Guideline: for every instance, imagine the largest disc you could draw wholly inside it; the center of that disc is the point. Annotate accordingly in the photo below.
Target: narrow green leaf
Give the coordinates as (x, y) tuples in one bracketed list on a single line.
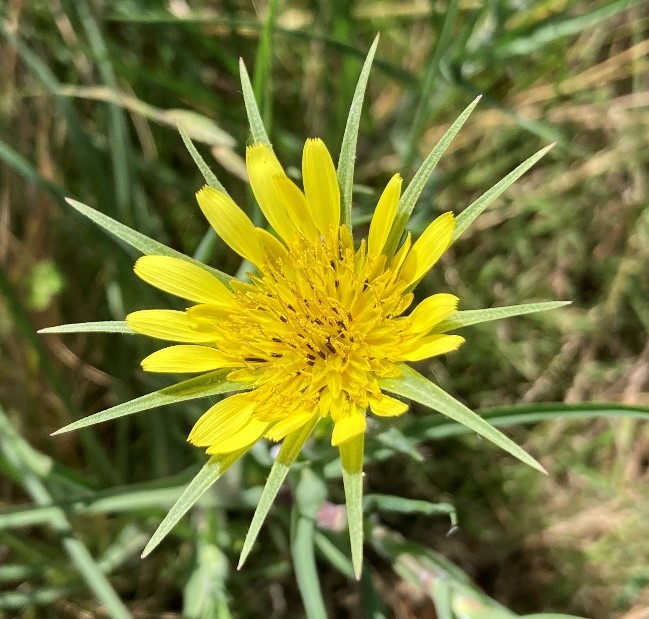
[(416, 387), (505, 416), (106, 326), (259, 135), (310, 493), (347, 157), (210, 473), (137, 240), (471, 212), (289, 451), (351, 459), (208, 175), (206, 385), (419, 180), (472, 317)]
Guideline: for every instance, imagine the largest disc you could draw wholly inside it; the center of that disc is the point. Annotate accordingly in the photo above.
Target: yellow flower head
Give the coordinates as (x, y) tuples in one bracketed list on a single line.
[(319, 322), (319, 330)]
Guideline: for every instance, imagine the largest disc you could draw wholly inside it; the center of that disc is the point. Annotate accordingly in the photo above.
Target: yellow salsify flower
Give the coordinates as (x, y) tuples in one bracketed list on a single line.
[(319, 322), (321, 330)]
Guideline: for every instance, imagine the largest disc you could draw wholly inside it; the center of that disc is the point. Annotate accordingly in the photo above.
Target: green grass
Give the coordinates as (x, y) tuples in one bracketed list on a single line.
[(88, 105)]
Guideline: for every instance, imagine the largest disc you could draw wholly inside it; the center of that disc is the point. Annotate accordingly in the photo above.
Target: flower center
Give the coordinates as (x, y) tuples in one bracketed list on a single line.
[(316, 328)]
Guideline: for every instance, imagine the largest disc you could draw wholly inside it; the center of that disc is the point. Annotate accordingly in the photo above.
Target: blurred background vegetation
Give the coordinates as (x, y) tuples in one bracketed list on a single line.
[(90, 95)]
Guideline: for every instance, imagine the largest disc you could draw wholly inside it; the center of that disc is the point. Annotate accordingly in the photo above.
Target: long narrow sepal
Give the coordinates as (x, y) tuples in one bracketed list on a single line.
[(259, 135), (351, 458), (137, 240), (207, 385), (471, 212), (416, 387), (347, 158), (290, 449), (105, 326), (473, 317), (211, 472), (208, 175), (419, 180)]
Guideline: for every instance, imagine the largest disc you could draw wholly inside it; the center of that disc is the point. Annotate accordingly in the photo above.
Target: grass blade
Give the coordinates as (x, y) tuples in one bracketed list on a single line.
[(13, 447), (471, 212), (263, 75), (310, 494), (289, 451), (214, 383), (351, 459), (416, 387), (209, 474), (137, 240), (347, 157)]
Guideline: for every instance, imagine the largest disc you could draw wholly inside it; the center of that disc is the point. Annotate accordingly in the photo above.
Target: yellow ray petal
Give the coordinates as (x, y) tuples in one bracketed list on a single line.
[(383, 217), (168, 325), (222, 420), (262, 168), (296, 206), (187, 358), (180, 278), (386, 406), (271, 246), (431, 311), (249, 434), (429, 247), (432, 346), (288, 425), (231, 224), (321, 185), (347, 427)]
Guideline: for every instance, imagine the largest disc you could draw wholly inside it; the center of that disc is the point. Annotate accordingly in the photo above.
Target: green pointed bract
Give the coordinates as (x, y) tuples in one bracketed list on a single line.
[(137, 240), (351, 459), (209, 474), (419, 180), (471, 212), (473, 317), (203, 386), (290, 449), (414, 386), (259, 135), (105, 326), (208, 175), (347, 157)]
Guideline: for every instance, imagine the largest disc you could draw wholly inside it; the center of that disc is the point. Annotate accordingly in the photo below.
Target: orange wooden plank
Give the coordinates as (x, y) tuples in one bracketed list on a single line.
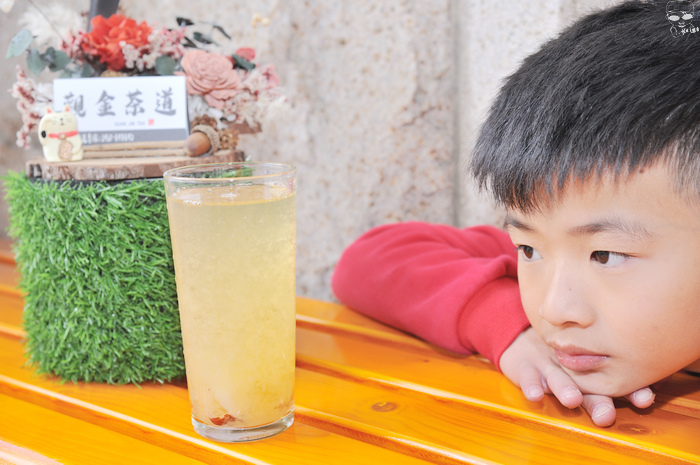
[(11, 454), (479, 385), (68, 440), (438, 429), (682, 394), (159, 414)]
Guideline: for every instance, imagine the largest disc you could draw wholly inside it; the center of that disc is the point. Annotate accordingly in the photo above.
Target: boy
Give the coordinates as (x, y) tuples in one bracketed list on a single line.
[(593, 149)]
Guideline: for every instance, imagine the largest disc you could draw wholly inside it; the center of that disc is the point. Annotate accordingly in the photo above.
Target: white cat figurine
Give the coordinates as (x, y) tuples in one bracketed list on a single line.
[(58, 134)]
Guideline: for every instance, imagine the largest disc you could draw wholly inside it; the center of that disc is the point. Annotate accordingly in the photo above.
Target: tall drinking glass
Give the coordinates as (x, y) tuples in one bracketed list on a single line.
[(233, 233)]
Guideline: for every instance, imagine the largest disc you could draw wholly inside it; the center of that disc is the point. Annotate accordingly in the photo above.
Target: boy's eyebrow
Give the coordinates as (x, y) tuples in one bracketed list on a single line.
[(510, 220), (605, 225)]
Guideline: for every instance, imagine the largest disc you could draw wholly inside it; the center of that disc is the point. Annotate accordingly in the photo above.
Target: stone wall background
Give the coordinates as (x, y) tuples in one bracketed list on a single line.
[(386, 100)]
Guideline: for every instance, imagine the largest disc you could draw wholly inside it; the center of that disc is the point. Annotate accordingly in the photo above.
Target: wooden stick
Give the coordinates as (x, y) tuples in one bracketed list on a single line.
[(165, 144), (135, 153)]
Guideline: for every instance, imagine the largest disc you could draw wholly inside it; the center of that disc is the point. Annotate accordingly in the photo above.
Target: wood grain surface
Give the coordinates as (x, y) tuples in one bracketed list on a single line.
[(365, 394)]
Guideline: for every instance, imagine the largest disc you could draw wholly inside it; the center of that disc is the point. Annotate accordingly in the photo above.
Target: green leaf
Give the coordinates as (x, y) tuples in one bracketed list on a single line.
[(204, 39), (100, 296), (221, 30), (165, 65), (19, 43), (188, 43), (240, 62), (35, 61)]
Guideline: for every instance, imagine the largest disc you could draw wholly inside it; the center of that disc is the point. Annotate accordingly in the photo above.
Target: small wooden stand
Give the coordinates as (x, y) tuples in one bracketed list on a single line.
[(118, 169)]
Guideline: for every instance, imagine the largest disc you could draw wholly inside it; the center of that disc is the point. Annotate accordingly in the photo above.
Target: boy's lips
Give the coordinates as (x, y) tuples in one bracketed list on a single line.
[(578, 359)]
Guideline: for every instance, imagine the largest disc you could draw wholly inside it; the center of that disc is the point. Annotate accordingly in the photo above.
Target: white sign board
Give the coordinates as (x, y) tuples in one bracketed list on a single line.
[(126, 109)]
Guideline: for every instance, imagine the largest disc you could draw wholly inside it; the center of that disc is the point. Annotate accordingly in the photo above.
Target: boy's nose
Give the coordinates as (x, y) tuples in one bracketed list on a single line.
[(565, 301)]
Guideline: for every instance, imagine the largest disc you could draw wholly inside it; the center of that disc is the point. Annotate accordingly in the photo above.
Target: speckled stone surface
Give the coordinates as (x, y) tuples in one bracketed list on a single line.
[(386, 98)]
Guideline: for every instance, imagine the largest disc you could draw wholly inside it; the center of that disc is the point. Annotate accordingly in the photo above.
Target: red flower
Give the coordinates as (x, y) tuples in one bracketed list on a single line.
[(246, 53), (107, 34)]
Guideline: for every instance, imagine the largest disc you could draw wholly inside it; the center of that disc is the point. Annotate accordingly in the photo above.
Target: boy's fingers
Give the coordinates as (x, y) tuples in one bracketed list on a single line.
[(600, 409), (642, 398), (564, 389), (530, 382)]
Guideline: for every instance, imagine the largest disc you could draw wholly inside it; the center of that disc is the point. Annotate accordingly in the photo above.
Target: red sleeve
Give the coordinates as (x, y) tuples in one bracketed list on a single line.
[(456, 288)]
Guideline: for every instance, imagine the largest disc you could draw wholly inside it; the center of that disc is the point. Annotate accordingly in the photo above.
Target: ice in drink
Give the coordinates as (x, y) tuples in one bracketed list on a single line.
[(234, 253)]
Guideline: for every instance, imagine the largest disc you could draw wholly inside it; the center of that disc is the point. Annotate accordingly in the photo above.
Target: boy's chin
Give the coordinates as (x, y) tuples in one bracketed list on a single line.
[(694, 367), (605, 385)]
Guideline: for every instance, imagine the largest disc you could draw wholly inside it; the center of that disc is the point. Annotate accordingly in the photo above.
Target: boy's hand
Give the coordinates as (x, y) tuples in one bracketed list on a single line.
[(529, 364)]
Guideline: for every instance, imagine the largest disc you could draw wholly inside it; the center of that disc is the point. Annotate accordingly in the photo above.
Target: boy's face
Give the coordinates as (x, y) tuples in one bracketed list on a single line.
[(610, 279)]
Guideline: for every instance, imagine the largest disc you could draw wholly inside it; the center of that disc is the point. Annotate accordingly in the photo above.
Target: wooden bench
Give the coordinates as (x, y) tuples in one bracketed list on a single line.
[(366, 394)]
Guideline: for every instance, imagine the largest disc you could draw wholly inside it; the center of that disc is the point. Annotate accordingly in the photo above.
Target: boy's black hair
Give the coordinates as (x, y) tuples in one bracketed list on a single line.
[(615, 92)]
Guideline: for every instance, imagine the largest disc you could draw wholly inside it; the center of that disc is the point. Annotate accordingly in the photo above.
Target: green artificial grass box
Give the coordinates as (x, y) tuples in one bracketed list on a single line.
[(97, 272)]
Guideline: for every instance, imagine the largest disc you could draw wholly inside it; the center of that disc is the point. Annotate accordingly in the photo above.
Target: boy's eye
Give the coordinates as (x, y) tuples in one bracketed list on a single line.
[(529, 253), (605, 257)]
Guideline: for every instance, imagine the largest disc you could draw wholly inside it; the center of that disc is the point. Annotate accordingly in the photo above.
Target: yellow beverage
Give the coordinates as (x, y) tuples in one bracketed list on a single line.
[(234, 253)]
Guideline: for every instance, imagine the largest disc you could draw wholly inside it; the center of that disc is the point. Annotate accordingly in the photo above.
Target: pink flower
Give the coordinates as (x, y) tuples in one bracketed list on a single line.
[(210, 75), (246, 53), (272, 79)]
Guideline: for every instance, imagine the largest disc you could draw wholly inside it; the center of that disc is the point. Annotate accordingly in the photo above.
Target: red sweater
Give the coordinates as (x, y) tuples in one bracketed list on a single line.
[(456, 288)]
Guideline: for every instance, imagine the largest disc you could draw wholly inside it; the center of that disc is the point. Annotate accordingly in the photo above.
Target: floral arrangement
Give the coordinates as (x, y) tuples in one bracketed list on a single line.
[(230, 89)]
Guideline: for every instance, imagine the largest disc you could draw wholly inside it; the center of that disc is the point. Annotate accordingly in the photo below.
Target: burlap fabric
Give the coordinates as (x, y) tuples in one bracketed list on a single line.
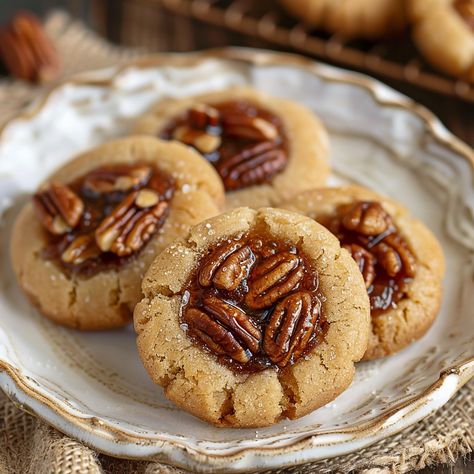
[(29, 446)]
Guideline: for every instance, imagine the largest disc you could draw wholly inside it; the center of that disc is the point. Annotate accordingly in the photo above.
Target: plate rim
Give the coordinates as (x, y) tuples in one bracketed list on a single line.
[(457, 375)]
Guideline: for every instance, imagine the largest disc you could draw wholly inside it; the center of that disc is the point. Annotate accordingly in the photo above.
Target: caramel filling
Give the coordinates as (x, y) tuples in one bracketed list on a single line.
[(103, 219), (246, 144), (368, 232), (253, 302)]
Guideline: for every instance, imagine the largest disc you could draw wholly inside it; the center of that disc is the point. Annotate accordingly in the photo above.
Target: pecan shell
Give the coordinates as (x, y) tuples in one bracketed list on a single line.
[(254, 164), (224, 328), (273, 278), (132, 223), (58, 208), (227, 266), (290, 327)]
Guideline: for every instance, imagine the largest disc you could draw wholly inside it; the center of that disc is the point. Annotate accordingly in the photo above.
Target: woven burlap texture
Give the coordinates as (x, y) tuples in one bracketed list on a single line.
[(29, 446)]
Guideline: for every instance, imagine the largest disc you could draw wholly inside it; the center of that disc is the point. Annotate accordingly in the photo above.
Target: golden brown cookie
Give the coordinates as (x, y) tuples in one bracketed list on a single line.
[(253, 317), (400, 259), (81, 246), (443, 31), (369, 19), (264, 148)]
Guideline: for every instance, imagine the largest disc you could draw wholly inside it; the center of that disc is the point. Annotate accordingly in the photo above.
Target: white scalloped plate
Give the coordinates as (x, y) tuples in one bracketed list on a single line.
[(93, 387)]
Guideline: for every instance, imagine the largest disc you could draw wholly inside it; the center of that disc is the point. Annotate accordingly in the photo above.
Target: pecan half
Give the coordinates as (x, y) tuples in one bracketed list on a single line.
[(272, 279), (82, 248), (290, 327), (365, 261), (120, 177), (245, 127), (58, 208), (224, 328), (132, 223), (253, 165), (26, 50), (367, 218), (394, 256), (227, 266)]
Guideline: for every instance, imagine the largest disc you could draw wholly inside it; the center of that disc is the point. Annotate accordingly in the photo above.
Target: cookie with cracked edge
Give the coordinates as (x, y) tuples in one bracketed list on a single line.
[(103, 296), (285, 150), (370, 19), (198, 358), (396, 324), (443, 30)]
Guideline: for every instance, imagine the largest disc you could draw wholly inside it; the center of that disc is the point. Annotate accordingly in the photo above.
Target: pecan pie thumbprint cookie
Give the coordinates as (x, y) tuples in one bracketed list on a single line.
[(400, 259), (443, 31), (350, 19), (264, 148), (82, 244), (255, 316)]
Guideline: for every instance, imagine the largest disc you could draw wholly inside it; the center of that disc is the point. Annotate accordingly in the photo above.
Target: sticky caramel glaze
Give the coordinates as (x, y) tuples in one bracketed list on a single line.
[(96, 208), (262, 248), (232, 145), (384, 292)]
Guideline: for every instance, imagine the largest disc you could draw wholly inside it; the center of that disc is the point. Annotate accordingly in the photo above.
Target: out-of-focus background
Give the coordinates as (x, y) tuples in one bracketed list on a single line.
[(185, 25)]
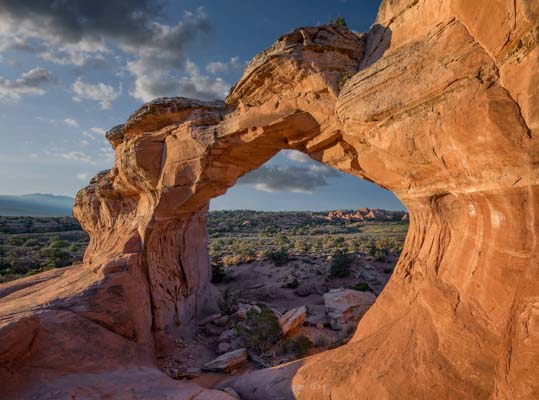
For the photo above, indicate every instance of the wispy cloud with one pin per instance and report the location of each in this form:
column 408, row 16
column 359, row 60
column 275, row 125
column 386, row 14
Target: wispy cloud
column 99, row 131
column 151, row 84
column 70, row 122
column 290, row 178
column 78, row 156
column 219, row 67
column 31, row 82
column 102, row 93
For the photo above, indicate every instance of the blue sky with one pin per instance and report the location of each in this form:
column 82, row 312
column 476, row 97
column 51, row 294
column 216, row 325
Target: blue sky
column 71, row 69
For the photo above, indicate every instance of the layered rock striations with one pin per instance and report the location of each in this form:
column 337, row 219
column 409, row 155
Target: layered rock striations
column 441, row 108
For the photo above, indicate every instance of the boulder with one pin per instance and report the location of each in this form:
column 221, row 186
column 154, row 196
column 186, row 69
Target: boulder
column 227, row 362
column 292, row 320
column 346, row 306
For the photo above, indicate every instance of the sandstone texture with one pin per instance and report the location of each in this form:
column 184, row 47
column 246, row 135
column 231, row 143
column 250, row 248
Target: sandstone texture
column 346, row 306
column 441, row 108
column 292, row 320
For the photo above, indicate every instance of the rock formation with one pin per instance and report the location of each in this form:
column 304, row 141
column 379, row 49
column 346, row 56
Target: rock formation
column 441, row 108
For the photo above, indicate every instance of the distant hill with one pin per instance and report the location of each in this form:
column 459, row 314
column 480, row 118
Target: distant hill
column 36, row 205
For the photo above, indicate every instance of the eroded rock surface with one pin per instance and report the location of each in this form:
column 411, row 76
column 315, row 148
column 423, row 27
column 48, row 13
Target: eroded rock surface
column 443, row 110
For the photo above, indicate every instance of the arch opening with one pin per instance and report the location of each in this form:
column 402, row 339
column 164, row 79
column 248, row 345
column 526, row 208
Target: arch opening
column 293, row 276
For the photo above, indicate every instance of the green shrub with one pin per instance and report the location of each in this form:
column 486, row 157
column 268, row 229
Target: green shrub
column 299, row 346
column 292, row 284
column 380, row 255
column 340, row 265
column 279, row 257
column 217, row 272
column 339, row 21
column 227, row 302
column 260, row 330
column 362, row 287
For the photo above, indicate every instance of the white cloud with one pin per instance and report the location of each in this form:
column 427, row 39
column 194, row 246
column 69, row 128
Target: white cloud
column 289, row 178
column 30, row 82
column 151, row 83
column 99, row 131
column 70, row 122
column 104, row 94
column 218, row 67
column 297, row 156
column 78, row 156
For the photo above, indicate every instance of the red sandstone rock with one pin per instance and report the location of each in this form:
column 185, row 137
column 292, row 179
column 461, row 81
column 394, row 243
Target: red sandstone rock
column 443, row 111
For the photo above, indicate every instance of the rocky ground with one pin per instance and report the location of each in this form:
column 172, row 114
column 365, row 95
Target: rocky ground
column 314, row 310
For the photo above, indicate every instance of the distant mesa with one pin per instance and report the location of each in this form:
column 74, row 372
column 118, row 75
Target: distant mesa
column 36, row 205
column 365, row 214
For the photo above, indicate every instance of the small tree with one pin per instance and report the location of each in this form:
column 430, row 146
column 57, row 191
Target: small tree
column 260, row 330
column 339, row 21
column 217, row 271
column 340, row 265
column 279, row 257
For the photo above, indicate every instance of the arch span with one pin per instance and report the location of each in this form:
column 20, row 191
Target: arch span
column 433, row 105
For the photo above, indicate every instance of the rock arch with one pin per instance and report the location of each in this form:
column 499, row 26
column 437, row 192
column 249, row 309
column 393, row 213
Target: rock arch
column 440, row 108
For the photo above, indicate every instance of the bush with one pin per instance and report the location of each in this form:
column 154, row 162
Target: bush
column 339, row 21
column 380, row 255
column 362, row 287
column 228, row 302
column 292, row 284
column 299, row 346
column 279, row 257
column 217, row 272
column 340, row 265
column 260, row 330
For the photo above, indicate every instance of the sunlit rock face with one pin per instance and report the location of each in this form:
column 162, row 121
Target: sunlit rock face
column 441, row 106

- AIM OF THE TASK -
Return only the stretch of the material above from the line holding "column 51, row 294" through the line holding "column 250, row 248", copied exactly.

- OUTPUT OF THE TASK -
column 51, row 294
column 216, row 325
Target: blue sky
column 71, row 69
For the photo above, indicate every instance of the layered rock striations with one pin per instance and report the location of each in this form:
column 337, row 219
column 409, row 155
Target: layered rock striations
column 441, row 108
For the photo above, indicate every instance of the boulder with one pin per instance and report the location of each in this form:
column 221, row 186
column 154, row 196
column 186, row 69
Target: boulder
column 227, row 362
column 292, row 320
column 346, row 306
For the photo above, indicate every instance of the sandstone texture with one pin per instance and report the location of each in this form:
column 184, row 47
column 246, row 135
column 231, row 143
column 250, row 248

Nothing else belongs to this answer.